▶ _Exercise_: Extract from the entries below, exactly as given, only the lines from the line containing "each like (90,394)." to the line containing "each like (600,475).", both lines included.

::: Dataset :::

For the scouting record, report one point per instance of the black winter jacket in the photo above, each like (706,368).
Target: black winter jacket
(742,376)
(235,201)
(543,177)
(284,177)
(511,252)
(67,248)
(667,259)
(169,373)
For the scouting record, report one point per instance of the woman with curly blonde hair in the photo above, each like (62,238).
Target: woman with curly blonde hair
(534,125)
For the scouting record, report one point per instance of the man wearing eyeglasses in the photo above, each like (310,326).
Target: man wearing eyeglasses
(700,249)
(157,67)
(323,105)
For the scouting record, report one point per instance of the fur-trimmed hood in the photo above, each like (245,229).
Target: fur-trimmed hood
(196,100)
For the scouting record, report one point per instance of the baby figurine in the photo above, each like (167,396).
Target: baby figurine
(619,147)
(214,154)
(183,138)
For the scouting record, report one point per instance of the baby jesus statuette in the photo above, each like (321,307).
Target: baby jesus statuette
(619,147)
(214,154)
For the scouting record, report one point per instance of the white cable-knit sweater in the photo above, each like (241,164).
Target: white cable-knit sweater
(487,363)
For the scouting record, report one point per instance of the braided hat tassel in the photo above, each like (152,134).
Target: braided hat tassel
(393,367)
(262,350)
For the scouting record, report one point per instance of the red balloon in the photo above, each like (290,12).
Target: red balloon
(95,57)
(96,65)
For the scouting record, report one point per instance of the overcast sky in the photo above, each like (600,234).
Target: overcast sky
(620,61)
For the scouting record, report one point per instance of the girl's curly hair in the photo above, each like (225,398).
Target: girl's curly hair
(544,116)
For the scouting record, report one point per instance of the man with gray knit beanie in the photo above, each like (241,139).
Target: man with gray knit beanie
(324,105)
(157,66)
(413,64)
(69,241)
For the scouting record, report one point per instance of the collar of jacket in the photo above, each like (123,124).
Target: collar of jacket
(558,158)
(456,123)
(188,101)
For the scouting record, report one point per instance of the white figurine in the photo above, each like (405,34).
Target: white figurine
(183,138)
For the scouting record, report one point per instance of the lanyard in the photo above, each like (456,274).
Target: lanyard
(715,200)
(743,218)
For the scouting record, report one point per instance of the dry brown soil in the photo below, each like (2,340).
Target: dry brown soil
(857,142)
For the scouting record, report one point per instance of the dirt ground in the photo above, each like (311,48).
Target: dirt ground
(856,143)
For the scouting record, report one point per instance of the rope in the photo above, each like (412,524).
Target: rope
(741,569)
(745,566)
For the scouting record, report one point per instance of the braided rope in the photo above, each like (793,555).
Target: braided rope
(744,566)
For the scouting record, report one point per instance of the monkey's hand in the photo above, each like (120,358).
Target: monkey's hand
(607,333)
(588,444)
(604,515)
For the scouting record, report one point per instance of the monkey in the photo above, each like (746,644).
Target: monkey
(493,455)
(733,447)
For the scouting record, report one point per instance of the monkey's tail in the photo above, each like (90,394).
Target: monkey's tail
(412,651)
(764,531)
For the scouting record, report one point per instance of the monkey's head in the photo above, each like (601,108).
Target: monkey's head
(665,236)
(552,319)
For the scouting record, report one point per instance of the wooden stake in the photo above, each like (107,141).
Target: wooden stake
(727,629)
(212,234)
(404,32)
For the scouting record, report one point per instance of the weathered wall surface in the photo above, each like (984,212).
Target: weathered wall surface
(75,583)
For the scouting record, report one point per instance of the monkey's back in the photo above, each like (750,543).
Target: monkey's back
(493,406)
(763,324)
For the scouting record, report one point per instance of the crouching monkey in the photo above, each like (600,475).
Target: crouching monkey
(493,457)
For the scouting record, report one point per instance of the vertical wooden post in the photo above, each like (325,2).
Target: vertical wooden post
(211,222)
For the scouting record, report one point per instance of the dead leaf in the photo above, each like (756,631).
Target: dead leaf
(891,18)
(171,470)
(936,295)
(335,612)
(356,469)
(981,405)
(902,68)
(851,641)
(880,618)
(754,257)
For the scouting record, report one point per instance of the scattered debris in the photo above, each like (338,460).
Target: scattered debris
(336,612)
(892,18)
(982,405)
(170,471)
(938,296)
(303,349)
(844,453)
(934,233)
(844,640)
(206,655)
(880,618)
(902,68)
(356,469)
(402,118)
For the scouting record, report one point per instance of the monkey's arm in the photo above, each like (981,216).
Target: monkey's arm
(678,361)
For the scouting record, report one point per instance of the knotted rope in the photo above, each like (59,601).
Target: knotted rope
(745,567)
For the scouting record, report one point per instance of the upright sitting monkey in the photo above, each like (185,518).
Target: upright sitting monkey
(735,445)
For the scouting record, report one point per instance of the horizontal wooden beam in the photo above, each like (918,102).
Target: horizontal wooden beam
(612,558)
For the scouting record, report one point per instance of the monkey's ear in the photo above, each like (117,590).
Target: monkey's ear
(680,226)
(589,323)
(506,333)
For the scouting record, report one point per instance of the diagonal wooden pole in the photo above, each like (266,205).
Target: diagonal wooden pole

:::

▶ _Answer box_:
For the scouting record, report one point per instance of the monkey's tail in the photo above, each like (90,394).
Target: monkey's tail
(412,651)
(764,531)
For the scouting record, report one point per instance of the monkey's head in the photo above, each like (601,108).
Target: monkey's head
(665,236)
(552,319)
For the scouting record, report one point per instance of the wooden stake in the photo above, each like (107,141).
Target: wooden stake
(727,629)
(212,234)
(404,32)
For the scouting record, report one point per instance of the weathered wall surface in the photo above, each like (984,212).
Target: weathered wall surface
(75,583)
For the scouting record, report one point per instance of the monkey's back in the photo above, each like (750,543).
Target: monkey's back
(493,406)
(763,324)
For the scouting record, report one point per instance of the crouching monkey in the photo above, each like (600,475).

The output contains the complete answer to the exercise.